▶ **ACTIVITY LIST**
1. In the excerpt on the colorimetric criterion, rewrite the paragraph beginning "The colorimetric criterion is similar" more briefly, keeping its main facts.
2. According to the excerpt on the colorimetric criterion, what kind of matching does the constraint favor?
3. Extend the excerpt on the colorimetric criterion, picking up right after its final sentence.

▶ **DOCUMENT EXTRACT**
------------------------------------

3.2.3 Colorimetric criterion

The colorimetric criterion is similar to a block matching algorithm, as used for motion estimation in digital video processing. We compare the colorimetric difference between two voxels as well as between their direct neighborhoods:

$$\begin{aligned} \sigma _{i,j} = \Vert v^{n+1}_{j} - v^{n}_{i} \Vert _{\mathrm{RGB}} + \Vert B^{n+1}_{j} - B^{n}_{i} \Vert _{\mathrm{RGB}} \end{aligned}$$

$B^{n}_{i}$ and $B^{n+1}_{j}$ are the blocks which correspond to the surface voxels contained in a neighborhood of fixed size b around $v^{n}_{i}$ and $v^{n+1}_{j}$, respectively,

$$\begin{aligned} B^{n}_{i} = \sum ^{b}_{k=1} v^{n}_{i+k} \end{aligned}$$

if $v^{n}_{i+k}$ belongs to the surface. This constraint favors the matching of two voxels which belong to close color blocks corresponding to the same object’s part (see Fig. 5d).

------------------------------------

▶ **DATA FOR ANALYSIS**
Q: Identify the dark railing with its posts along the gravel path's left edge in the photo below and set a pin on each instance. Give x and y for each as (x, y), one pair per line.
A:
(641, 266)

------------------------------------

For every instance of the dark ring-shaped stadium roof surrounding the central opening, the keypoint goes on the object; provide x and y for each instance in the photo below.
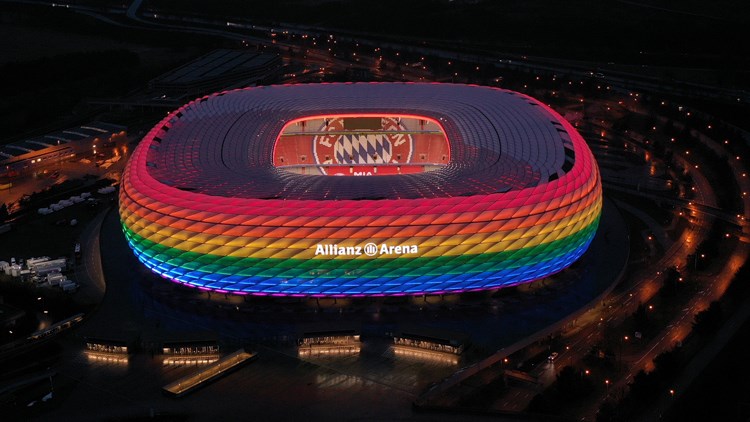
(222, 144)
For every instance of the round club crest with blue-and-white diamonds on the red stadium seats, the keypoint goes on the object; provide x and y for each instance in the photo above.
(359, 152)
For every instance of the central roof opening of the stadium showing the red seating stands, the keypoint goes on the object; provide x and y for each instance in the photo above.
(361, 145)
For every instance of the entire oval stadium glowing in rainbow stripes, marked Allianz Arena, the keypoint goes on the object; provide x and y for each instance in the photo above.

------------------------------------

▶ **RESPONSES TO THE EXERCISE**
1. The colorimetric criterion resembles the block matching used for motion estimation in digital video processing. It compares the colorimetric difference between two voxels and between their direct neighborhoods.

2. It favors matching two voxels that belong to close color blocks corresponding to the same object's part.

3.
3.3 Motion regularization

The voxel matching step results in a 3D vector field which should describe the motion of the volumetric object between $V^{n}$ and $V^{n+1}$. However, several inconsistent matches remain and the global motion is too irregular to be used. That is why a smoothing step is performed to get a coherent motion flow, as shown in Fig. 4 (bottom). We apply a Gaussian filter on the initial vector field. For each surface voxel, we compute a single vector which is an average, weighted by Gaussian coefficients, of all the vectors in a defined neighborhood. Thus, we obtain a smooth 3D motion field where each surface voxel is associated with a single motion vector. This filtering operation cleans the irrelevant vectors and regularizes the vector set to produce a coherent motion description where each surface voxel is associated to a single motion vector. The size of this filter depends on the dimension of the volumes and must be defined by the user. In our case, we perform a single filtering iteration, but for high-resolution volumes, the filter can also be applied several times to enhance the smoothing effect.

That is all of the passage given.